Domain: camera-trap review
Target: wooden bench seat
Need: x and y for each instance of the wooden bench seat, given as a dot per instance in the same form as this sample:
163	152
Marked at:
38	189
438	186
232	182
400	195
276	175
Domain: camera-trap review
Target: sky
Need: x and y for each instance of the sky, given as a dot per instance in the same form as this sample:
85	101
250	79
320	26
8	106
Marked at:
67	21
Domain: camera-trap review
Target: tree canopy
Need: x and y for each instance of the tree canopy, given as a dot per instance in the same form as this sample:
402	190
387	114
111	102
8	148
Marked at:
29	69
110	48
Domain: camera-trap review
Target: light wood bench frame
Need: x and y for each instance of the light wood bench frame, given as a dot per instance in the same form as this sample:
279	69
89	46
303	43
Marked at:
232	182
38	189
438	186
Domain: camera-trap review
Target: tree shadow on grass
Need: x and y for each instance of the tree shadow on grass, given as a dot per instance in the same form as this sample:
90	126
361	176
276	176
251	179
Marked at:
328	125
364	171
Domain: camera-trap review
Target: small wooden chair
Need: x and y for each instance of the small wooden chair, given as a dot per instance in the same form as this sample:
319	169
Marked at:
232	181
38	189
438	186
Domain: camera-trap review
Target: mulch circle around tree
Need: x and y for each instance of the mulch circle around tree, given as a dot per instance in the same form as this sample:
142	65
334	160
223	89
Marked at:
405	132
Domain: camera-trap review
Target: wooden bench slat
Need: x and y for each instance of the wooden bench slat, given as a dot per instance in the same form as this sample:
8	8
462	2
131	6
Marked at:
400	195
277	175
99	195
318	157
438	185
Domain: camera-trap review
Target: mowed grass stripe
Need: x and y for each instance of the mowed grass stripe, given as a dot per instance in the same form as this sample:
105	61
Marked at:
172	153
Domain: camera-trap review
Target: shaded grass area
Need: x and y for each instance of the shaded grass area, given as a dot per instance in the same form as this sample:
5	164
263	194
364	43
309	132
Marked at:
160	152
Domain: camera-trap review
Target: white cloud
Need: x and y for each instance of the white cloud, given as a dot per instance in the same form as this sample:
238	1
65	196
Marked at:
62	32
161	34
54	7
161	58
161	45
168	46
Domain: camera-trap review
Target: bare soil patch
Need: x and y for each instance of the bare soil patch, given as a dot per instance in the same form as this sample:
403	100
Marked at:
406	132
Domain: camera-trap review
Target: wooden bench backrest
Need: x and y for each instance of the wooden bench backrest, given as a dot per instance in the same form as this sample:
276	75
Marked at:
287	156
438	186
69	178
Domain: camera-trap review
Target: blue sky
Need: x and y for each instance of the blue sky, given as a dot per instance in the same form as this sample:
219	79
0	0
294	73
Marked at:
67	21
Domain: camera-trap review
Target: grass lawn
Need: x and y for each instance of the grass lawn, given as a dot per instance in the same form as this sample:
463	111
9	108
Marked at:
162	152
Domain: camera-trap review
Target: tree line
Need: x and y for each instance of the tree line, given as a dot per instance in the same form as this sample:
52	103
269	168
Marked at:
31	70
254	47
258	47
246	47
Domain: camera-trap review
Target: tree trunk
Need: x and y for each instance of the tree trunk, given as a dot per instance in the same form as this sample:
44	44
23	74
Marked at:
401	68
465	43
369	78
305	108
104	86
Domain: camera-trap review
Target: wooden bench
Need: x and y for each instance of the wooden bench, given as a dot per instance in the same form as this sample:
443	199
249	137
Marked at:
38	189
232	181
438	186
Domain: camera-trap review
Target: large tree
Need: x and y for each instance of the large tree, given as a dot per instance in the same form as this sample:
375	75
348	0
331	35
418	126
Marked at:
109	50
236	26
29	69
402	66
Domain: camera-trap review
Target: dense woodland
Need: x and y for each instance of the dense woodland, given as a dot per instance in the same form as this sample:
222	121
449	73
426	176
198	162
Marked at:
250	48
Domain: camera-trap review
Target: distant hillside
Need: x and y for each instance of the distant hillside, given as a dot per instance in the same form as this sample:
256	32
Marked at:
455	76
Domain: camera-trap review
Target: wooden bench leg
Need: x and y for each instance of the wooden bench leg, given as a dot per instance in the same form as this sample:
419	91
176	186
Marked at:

#####

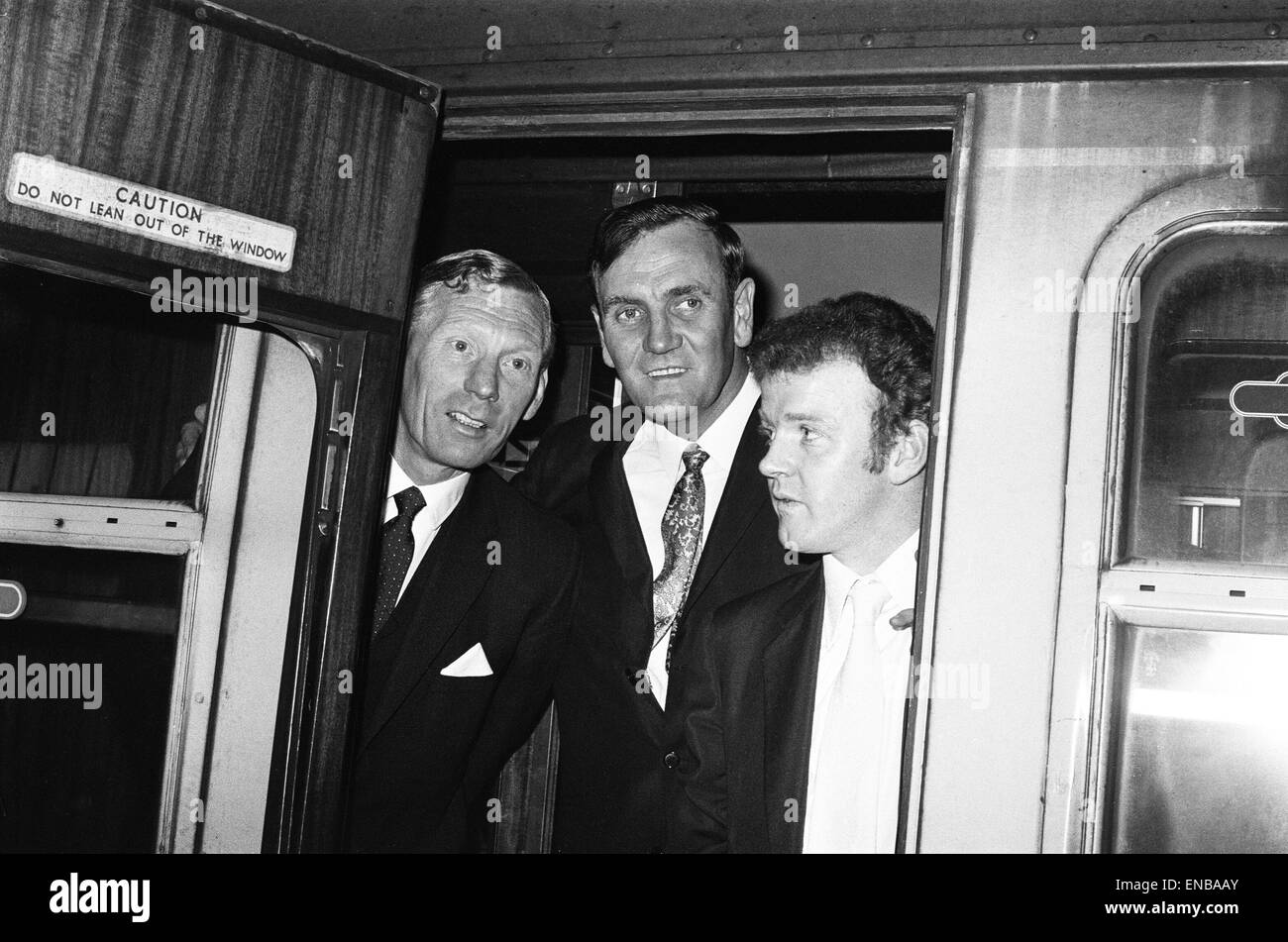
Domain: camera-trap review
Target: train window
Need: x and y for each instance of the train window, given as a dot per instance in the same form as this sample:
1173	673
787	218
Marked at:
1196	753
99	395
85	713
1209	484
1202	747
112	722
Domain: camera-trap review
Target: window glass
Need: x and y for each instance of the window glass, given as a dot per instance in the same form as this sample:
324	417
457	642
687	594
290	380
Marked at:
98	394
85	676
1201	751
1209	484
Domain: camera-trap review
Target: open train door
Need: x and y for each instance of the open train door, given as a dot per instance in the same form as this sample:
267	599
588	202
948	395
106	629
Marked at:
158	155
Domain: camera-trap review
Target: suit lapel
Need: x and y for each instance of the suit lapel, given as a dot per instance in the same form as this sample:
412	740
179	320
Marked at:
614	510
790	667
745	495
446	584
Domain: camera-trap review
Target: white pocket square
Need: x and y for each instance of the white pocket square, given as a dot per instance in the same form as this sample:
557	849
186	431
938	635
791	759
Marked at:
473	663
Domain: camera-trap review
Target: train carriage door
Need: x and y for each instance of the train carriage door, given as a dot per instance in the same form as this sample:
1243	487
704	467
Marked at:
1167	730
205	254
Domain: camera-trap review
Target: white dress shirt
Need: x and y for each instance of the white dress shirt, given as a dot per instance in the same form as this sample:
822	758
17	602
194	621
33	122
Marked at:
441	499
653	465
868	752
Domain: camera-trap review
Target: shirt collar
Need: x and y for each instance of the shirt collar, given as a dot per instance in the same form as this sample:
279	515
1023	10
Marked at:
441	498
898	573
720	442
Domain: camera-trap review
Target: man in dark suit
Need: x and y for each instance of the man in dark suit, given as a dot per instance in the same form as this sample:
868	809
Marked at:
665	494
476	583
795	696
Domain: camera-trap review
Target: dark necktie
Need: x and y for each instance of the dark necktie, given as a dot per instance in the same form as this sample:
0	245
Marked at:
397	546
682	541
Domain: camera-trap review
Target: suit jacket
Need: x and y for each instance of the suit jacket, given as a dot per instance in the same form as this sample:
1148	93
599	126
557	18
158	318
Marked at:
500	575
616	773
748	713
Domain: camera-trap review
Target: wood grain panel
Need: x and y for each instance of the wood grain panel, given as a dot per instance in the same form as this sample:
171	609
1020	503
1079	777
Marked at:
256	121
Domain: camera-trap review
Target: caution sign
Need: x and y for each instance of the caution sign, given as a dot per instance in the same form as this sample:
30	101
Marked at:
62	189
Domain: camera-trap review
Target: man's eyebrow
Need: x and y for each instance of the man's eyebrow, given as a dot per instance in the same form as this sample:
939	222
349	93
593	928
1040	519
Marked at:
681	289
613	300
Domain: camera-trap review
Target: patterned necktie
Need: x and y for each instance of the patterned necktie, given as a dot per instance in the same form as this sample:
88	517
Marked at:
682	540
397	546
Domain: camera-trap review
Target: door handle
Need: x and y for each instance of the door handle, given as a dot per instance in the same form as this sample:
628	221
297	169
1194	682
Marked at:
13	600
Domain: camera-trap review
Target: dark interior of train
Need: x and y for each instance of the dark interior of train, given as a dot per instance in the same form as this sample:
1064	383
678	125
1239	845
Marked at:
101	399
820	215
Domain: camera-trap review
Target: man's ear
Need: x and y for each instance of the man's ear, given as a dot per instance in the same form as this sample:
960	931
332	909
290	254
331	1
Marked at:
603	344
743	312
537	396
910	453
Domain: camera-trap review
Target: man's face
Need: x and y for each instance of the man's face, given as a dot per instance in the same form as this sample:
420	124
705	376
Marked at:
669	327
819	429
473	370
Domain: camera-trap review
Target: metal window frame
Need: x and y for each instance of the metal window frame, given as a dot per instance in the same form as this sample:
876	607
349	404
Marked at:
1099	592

#####

**Your objective**
Count the lines in the records that contain the word "large", and reply with that number alone.

**Complete answer**
2